Wallfahrt
nach Andechs
Die älteste Wallfahrt führte nach Andechs (zum großen
Reliquienschatz, Heiltum genannt, darunter auch den "drei Hosten").
Jedenfalls ist sie schon 1618 in einem Schriftstück der Münchner Hofkammer
beschrieben. Damals wurde sie am 23.August durchgeführt. Veranstalter war
nicht die Pfarrgemeinde, sondern der Martk Dachau. In den Jahren 1632 und 1634,
als Dachau zweimal von den Schweden geplündert wurde, konnten keine Kreuzgänge
oder Wallfahrten durchgeführt werden. Als die Kriegsereignisse um 1635
eine Wallfahrt nach Andechs aus Sicherheitsgründen nicht mehr zuließen,
pilgerten die Dachauer ersatzweise zum Kloster Taxa, zum Gnadenbild Maria Stern.
Gleiches geschah 1649, als in Dachau die Pest grassierte;in den Rechnungsbüchern
heißt es dazu: "wegen sterbender Läuff und uhnvermögenheit
halber" wird nicht auf den heiligen Berg "gewallfahrtet", sondern
zu "Unserer Lieben Frau in das Täxet". Die Wallfahrt nach Andechs
wurde 1636 wieder aufgenommen; von da an fand sie alljährlich in der Kreuzwoche,
um den 3.Mai herum, statt.

## ZU LÖSENDE AUFGABE
Aktualisiere bitte im Text über die Wallfahrt nach Andechs den Abschnitt von „Jedenfalls ist sie“ bis „3.Mai herum, statt.“, indem du „Pest“ durch „Seuche“ ersetzt, und gib diesen Abschnitt wieder.

## DATEN
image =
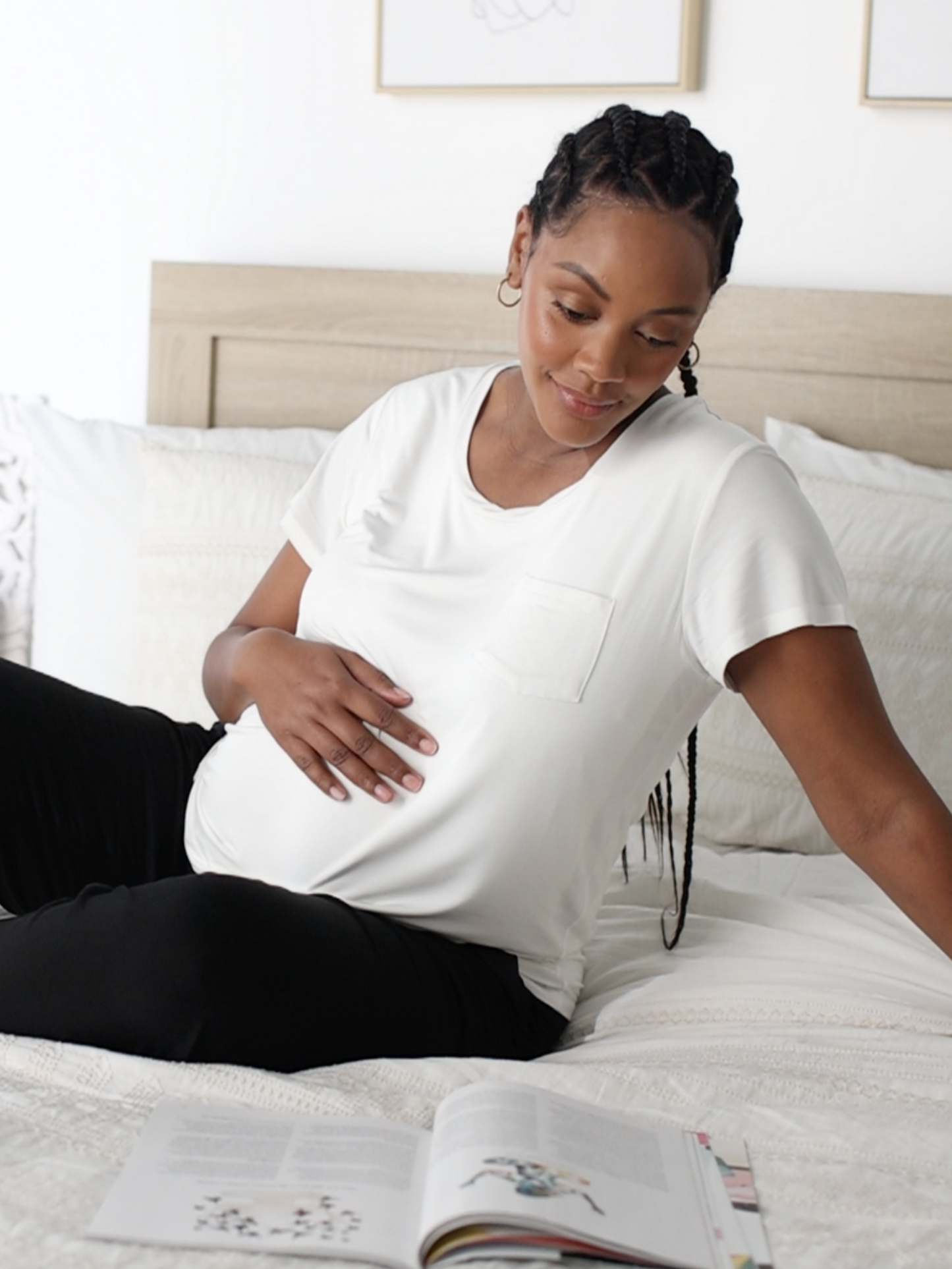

## ANTWORT ZUR AUFGABE
Jedenfalls ist sie schon 1618 in einem Schriftstück der Münchner Hofkammer
beschrieben. Damals wurde sie am 23.August durchgeführt. Veranstalter war
nicht die Pfarrgemeinde, sondern der Martk Dachau. In den Jahren 1632 und 1634,
als Dachau zweimal von den Schweden geplündert wurde, konnten keine Kreuzgänge
oder Wallfahrten durchgeführt werden. Als die Kriegsereignisse um 1635
eine Wallfahrt nach Andechs aus Sicherheitsgründen nicht mehr zuließen,
pilgerten die Dachauer ersatzweise zum Kloster Taxa, zum Gnadenbild Maria Stern.
Gleiches geschah 1649, als in Dachau die Seuche grassierte;in den Rechnungsbüchern
heißt es dazu: "wegen sterbender Läuff und uhnvermögenheit
halber" wird nicht auf den heiligen Berg "gewallfahrtet", sondern
zu "Unserer Lieben Frau in das Täxet". Die Wallfahrt nach Andechs
wurde 1636 wieder aufgenommen; von da an fand sie alljährlich in der Kreuzwoche,
um den 3.Mai herum, statt.